遠視


 

 遠視は、一般によくみえる目と思われていますが、実際は物にピントを合わせる力が働かなければ、遠くも近くもよく見えない目です。特に、子どもは調節力が大きいので、かなりの遠視でも眼鏡をかけないでよく見えます。
 しかし、見えるからといって、治療しないでおくと次のような異常が生じます。
 1. 弱い度の遠視は、物を見ようとするとき常に調節するため、まばたきがふえたり、目の疲れ、充血、頭痛(眼精疲労)などを起こすことが多いのです。
 2. 中等度の遠視は、ピントを合わせようとして目に力が入るため、片目が内側に寄ってしまうことがあります。(調節性内斜視)このため片目だけを使うようになり、両眼で見る力がなくなることがあります。
 3. 強い度の遠視は、調節の範囲を越えてしまうので、ピントのあわない状態が続き、眼鏡をかけても視力の出ない目(弱視)になります。
 そこで、この様な異常を生じさせないために、遠視の人はピントを合わせるような目薬を使って検査し、正しい度数の眼鏡を早く掛ける必要があります。この眼鏡は、治療のための眼鏡ですのでお風呂にはいるときと寝るとき以外は絶対にはずさないようにしてください。最初は眼鏡に慣れないためかけづらいですが、使用しているうちに慣れてきますので、眼鏡の常用は厳守してください。
 子どもは、見かけが気になったり眼鏡をかけなくてもよく見えることから、眼鏡を嫌がってはずそうとするかもしれませんが、家族の方が上記のようなことを理解し、医師の指示に従って、眼鏡を正しくかけさせるように努力してください。

> _課題のねらい_:
上にある遠視の文章を、一字も変えずに最初から最後まで書き写してください。

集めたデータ
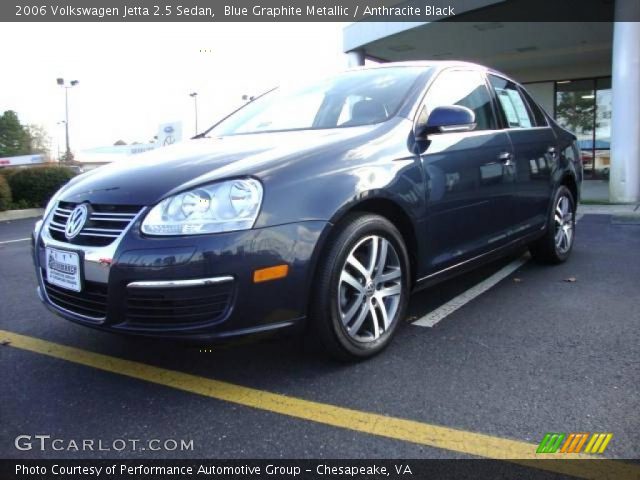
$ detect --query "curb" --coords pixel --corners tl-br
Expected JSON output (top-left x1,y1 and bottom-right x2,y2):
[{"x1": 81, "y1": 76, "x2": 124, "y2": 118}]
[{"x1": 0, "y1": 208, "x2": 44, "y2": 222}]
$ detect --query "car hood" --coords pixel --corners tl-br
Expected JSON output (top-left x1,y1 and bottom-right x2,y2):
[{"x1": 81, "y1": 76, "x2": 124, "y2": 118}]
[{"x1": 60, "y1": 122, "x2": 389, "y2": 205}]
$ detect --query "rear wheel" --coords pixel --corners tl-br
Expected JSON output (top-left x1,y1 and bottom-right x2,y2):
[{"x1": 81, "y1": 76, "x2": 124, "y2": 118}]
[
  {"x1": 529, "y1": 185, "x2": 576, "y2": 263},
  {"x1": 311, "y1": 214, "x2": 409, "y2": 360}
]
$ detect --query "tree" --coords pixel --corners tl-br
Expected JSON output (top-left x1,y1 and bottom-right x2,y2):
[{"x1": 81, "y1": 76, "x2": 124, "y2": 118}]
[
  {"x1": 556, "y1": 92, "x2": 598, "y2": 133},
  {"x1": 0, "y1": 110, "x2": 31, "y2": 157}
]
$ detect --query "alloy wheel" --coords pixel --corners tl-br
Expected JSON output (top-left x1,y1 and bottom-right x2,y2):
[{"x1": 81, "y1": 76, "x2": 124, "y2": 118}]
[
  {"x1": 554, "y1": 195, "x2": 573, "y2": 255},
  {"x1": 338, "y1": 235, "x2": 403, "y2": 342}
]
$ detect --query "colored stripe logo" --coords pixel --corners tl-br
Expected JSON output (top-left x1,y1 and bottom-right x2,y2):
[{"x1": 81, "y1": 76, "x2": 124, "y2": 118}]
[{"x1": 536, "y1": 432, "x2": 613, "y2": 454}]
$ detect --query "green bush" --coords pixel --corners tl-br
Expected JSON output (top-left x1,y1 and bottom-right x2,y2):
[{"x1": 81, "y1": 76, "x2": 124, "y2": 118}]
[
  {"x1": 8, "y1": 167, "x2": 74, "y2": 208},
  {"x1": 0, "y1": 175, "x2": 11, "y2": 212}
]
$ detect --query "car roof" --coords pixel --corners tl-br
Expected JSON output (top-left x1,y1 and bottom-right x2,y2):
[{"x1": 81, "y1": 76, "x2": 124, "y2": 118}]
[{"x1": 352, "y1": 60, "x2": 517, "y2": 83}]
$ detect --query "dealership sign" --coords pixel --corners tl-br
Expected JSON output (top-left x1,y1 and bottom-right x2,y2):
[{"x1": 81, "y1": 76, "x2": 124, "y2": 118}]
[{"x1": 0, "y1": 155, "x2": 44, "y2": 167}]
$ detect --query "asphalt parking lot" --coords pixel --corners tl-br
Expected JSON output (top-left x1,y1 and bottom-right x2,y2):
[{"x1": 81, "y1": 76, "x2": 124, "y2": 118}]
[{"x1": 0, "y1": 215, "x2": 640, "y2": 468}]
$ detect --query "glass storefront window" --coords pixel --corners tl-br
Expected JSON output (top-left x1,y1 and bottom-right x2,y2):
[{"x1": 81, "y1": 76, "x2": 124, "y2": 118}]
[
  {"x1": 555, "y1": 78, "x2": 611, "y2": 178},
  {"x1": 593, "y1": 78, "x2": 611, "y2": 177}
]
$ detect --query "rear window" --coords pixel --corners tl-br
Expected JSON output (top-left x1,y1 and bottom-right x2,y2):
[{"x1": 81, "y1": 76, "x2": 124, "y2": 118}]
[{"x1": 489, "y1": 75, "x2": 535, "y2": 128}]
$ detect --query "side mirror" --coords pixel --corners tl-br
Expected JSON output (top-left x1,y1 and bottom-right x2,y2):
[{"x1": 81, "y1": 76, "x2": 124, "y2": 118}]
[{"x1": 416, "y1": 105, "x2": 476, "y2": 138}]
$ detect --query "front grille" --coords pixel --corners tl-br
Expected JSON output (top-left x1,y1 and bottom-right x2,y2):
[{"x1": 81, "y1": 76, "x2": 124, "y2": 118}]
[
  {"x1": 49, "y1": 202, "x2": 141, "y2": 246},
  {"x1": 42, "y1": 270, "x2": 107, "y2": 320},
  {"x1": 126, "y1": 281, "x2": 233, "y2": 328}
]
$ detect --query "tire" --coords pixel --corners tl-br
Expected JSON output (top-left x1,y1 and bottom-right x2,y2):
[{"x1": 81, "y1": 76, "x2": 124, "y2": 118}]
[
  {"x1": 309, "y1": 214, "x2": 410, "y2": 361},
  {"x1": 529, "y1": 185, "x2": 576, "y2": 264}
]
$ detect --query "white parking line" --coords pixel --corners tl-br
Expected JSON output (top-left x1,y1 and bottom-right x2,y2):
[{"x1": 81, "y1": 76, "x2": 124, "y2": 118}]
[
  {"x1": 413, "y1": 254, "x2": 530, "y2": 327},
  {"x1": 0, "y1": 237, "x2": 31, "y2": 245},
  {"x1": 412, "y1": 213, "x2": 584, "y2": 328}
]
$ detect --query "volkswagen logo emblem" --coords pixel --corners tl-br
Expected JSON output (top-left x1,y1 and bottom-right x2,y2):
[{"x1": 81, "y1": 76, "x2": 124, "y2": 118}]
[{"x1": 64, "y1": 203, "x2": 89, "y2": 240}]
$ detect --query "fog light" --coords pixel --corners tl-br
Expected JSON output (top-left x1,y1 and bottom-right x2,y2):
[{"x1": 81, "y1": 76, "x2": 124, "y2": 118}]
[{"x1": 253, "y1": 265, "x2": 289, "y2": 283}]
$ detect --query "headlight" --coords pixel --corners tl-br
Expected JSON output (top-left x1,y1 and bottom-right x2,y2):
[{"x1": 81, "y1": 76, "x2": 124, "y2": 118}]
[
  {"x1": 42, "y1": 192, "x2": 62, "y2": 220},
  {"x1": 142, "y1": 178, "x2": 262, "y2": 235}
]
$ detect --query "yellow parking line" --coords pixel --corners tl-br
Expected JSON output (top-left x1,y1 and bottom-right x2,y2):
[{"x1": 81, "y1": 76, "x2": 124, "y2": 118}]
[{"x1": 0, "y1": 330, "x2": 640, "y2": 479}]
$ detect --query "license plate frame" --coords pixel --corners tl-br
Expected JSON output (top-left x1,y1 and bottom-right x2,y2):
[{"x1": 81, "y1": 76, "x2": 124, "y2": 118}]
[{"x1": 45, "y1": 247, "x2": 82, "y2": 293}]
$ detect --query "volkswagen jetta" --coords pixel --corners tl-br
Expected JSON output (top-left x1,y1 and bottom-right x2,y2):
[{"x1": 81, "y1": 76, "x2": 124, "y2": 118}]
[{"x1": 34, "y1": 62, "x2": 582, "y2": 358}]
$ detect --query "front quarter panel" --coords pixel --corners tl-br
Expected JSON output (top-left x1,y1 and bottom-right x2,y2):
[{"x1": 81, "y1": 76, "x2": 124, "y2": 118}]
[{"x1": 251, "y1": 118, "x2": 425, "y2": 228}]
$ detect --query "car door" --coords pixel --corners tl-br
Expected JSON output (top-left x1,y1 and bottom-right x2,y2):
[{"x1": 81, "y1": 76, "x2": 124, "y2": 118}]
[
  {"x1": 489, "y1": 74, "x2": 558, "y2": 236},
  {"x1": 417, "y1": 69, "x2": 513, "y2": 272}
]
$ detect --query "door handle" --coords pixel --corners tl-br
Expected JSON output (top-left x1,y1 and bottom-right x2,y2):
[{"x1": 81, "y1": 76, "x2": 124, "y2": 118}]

> _課題の答え_:
遠視


 

 遠視は、一般によくみえる目と思われていますが、実際は物にピントを合わせる力が働かなければ、遠くも近くもよく見えない目です。特に、子どもは調節力が大きいので、かなりの遠視でも眼鏡をかけないでよく見えます。
 しかし、見えるからといって、治療しないでおくと次のような異常が生じます。
 1. 弱い度の遠視は、物を見ようとするとき常に調節するため、まばたきがふえたり、目の疲れ、充血、頭痛(眼精疲労)などを起こすことが多いのです。
 2. 中等度の遠視は、ピントを合わせようとして目に力が入るため、片目が内側に寄ってしまうことがあります。(調節性内斜視)このため片目だけを使うようになり、両眼で見る力がなくなることがあります。
 3. 強い度の遠視は、調節の範囲を越えてしまうので、ピントのあわない状態が続き、眼鏡をかけても視力の出ない目(弱視)になります。
 そこで、この様な異常を生じさせないために、遠視の人はピントを合わせるような目薬を使って検査し、正しい度数の眼鏡を早く掛ける必要があります。この眼鏡は、治療のための眼鏡ですのでお風呂にはいるときと寝るとき以外は絶対にはずさないようにしてください。最初は眼鏡に慣れないためかけづらいですが、使用しているうちに慣れてきますので、眼鏡の常用は厳守してください。
 子どもは、見かけが気になったり眼鏡をかけなくてもよく見えることから、眼鏡を嫌がってはずそうとするかもしれませんが、家族の方が上記のようなことを理解し、医師の指示に従って、眼鏡を正しくかけさせるように努力してください。